* _Texte extrait_
┏━━

DES ACCROS SANS DROGUE - L'Infirmière Magazine n° 268 du 01/12/2010 | Espace Infirmier
 

L'infirmière Magazine n° 268 du 01/12/2010

 

ADDICTOLOGIE

ACTUALITÉ

COLLOQUES

OLIVIER QUARANTE  

« Nouvelles addictions », « addictions comportementales »… Les appellations sont multiples, mais recouvrent toutes une même approche des problématiques de dépendance, par comportements plutôt que par produits.

Un nombre de plus en plus important de conduites humaines semblent susceptibles de s’inscrire ou d’être repérées comme des problématiques d’abus ou de dépendance. De ce fait, le terme “addiction” voit son champ s’étendre bien au-delà des classiques addictions à des substances psychoactives », expliquait Jean-Luc Venisse, directeur du pôle d’addictologie et de psychiatrie du CHU de Nantes, lors du dernier Congrès international francophone d’addictologie(1).

Les addictions dites comportementales regroupent toutes les conduites addictives sans consommation de substances psychoactives. Les principales sont : le jeu pathologique (sur Internet ou non), les achats et les débits compulsifs, la cyberdépendance, le sport extrême ou intensif, certains troubles alimentaires, les dépendances affectives, sexuelles ou sectaires.

Symptômes classiques

« Dans tous ces troubles, le sujet accomplit de manière répétitive et “obligatoire” une séquence comportementale, a précisé Michel Lejoyeux, professeur de psychiatrie aux hôpitaux Bichat et Maison Blanche (Paris). Les personnes concernées présentent de nombreux symptômes classiques de dépendance. Parmi ces symptômes, une envie irrépressible de s’adonner au comportement, l’abandon d’autres activités au profit de celui-ci, des conséquences négatives, qu’elles soient individuelles, familiales, sociales ou professionnelles, et une sensation de manque, d’anxiété ou de malaise en cas d’interruption du comportement. »

Cette proximité dans l’approche des addictions comportementales et avec produits est intéressante à plus d’un titre pour le professeur Venisse. « S’intéresser aux processus chroniques et à rechute, qui sont parmi les grands repères de l’addiction classique, permet d’accompagner plus longtemps le patient atteint de troubles alimentaires(2), de vérifier sa non-rechute, l’absence de nouveaux troubles, considère le psychiatre. Le travail motivationnel est, ainsi, central. Sur une feuille blanche, je fais avec mes patients la balance décisionnelle [peser les avantages et les inconvénients de telle ou telle action, ndlr]. Si on veut aller trop vite, on méconnaît la fonction de la conduite, et ses bénéfices pour le patient. »

┗━━

* _Données fournies_

┏━━

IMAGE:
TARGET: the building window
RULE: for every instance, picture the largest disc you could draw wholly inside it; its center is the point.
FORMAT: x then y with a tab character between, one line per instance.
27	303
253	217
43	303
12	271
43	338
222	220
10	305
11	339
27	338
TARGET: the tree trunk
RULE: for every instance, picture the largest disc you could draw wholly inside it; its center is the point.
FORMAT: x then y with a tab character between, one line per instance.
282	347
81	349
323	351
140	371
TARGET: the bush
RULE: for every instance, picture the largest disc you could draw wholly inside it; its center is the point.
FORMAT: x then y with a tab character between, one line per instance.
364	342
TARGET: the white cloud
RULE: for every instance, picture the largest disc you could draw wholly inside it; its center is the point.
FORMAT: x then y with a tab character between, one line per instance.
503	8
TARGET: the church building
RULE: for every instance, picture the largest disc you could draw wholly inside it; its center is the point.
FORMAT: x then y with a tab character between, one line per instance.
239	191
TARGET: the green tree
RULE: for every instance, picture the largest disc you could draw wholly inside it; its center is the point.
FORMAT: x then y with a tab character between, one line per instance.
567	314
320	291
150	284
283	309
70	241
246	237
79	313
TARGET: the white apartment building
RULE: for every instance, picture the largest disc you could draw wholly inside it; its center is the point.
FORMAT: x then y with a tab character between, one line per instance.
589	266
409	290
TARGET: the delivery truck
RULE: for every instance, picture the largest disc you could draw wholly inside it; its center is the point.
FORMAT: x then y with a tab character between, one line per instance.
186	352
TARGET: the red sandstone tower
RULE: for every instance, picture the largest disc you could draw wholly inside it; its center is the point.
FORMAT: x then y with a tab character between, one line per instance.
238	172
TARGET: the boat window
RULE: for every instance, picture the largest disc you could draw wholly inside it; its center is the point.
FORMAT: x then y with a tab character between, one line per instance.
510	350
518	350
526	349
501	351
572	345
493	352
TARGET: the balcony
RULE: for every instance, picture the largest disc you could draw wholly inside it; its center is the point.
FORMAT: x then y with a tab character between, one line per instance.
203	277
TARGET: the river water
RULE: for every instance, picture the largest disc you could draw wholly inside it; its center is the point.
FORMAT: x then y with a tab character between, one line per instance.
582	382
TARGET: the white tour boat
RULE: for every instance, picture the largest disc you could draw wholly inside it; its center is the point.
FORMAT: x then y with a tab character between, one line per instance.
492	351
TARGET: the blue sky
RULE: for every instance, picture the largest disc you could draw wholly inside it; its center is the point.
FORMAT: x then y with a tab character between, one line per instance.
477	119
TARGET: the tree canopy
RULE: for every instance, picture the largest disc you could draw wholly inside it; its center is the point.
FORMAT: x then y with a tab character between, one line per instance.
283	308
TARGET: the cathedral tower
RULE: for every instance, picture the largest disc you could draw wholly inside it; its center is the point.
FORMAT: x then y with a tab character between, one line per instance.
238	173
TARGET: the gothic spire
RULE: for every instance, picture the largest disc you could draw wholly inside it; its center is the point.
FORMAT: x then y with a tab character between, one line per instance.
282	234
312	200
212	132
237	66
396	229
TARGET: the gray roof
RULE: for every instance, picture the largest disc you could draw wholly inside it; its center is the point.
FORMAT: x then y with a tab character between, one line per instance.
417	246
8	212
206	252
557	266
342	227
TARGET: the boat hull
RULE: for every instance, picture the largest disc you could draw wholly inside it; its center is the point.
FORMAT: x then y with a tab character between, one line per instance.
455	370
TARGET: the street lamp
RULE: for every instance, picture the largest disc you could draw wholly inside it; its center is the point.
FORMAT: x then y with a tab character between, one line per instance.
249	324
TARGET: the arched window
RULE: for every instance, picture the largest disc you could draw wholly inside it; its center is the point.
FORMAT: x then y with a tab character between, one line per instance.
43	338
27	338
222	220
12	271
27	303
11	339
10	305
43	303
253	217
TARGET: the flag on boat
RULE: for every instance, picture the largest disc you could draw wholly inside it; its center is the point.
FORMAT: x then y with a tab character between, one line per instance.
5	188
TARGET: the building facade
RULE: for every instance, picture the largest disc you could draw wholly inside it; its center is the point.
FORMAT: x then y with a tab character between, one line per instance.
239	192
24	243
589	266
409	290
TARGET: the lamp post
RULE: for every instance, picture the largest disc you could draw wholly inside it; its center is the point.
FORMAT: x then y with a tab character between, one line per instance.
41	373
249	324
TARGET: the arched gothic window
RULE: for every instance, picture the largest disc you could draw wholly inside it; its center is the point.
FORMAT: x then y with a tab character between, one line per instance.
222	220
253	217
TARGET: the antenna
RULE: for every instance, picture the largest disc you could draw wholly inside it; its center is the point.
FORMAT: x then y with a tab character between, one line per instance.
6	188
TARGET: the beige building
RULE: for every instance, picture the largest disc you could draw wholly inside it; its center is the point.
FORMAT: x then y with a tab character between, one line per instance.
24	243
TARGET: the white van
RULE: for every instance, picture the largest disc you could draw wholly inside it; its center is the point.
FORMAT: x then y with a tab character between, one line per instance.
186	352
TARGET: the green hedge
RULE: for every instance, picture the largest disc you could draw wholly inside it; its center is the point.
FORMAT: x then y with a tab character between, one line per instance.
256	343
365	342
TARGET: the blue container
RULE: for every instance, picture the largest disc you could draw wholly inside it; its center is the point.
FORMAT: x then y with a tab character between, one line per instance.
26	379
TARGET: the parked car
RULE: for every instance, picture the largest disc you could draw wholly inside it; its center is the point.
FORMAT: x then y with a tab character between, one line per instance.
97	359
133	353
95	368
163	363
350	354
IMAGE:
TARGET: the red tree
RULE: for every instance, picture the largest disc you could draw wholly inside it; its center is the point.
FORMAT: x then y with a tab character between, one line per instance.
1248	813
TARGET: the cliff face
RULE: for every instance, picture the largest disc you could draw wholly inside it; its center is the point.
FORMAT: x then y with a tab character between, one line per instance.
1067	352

┗━━

* _Énoncé_
Reprenez la rédaction de l'article sur les addictions comportementales à la suite de sa dernière phrase. Les enregistrements ne jouent ici aucun rôle.

* _Résultat_
Pour ce médecin, la qualité de l’alliance thérapeutique s’en ressent directement. L’adhésion du patient est pourtant l’enjeu majeur.

Cette question a été au centre d’une séance plénière consacrée à la problématique de l’abstinence et de la pratique contrôlée. « Les études actuelles montrent que seulement 3 à 10 % des joueurs excessifs entreprendront un traitement formel », a expliqué Robert Ladouceur, de l’École de psychologie de l’université Laval au Québec. Avant de s’interroger : « Offrir un traitement basé sur le contrôle de la pratique du jeu plutôt que sa cessation complète serait-il une partie de la solution ? »

Capacités d’autocontrôle

« Il ne faut pas se laisser aveugler par le produit, observe, quant à lui, Jean-Luc Venisse. Le problème de l’addiction ne passe pas seulement par lui. Il faut que se superposent une vulnérabilité, un contexte socioculturel et un objet d’addiction, qui peut être un comportement. Mais toute conduite d’excès ne justifie pas de parler d’addiction. Pour cela, une répétition quasi mécanique sur la durée, une perte de contrôle et des conséquences négatives sur le comportement sont nécessaires… Les addictions sans drogue interrogent les conditions dans lesquelles nos capacités d’autocontrôle se construisent et restent opérationnelles. » En cela, elles alimentent la réflexion sur l’approche des addictions classiques.

1- À Nantes, les 7 et 8 octobre derniers.

2- Le professeur renvoie, à ce sujet, aux recommandations de la Haute Autorité de santé. Anorexie mentale : prise en charge, 30 septembre 2010, en ligne sur www.has-sante.fr.